Rewrite the lines from the one containing "of the <item>bright" through the last line, replacing "even-odd rule" with "nonzero winding rule" and leaving everything else as it is. Give only those lines.
(begin)
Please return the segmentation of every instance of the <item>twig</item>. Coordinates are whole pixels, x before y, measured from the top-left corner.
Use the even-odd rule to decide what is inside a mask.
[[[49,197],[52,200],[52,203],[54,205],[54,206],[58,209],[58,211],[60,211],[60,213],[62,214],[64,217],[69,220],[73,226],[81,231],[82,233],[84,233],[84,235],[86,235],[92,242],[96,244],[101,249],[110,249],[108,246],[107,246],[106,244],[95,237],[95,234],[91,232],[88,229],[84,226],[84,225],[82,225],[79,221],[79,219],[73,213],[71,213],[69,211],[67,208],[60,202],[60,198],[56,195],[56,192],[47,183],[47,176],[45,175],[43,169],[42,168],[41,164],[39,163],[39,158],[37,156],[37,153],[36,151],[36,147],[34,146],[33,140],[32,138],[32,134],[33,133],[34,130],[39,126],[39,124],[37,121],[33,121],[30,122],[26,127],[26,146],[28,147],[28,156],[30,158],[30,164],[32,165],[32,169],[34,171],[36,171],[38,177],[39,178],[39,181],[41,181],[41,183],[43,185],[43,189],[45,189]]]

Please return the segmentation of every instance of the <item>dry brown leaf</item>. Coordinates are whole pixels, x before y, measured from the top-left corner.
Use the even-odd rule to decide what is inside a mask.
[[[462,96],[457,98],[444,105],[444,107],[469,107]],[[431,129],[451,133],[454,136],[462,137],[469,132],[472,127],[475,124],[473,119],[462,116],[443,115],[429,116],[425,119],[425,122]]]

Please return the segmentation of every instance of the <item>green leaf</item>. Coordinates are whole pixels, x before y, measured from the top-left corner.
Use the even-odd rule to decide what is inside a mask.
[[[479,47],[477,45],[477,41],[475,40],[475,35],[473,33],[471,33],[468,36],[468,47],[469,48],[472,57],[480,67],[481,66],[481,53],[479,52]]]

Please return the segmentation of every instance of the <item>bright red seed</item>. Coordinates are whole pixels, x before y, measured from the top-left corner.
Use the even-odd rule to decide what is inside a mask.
(end)
▶ **RESULT**
Please return the segmentation of every instance of the <item>bright red seed</item>. Coordinates are whole pixels, x before y, measured from the top-left corner.
Use the nonzero winding rule to decide what is inside a mask.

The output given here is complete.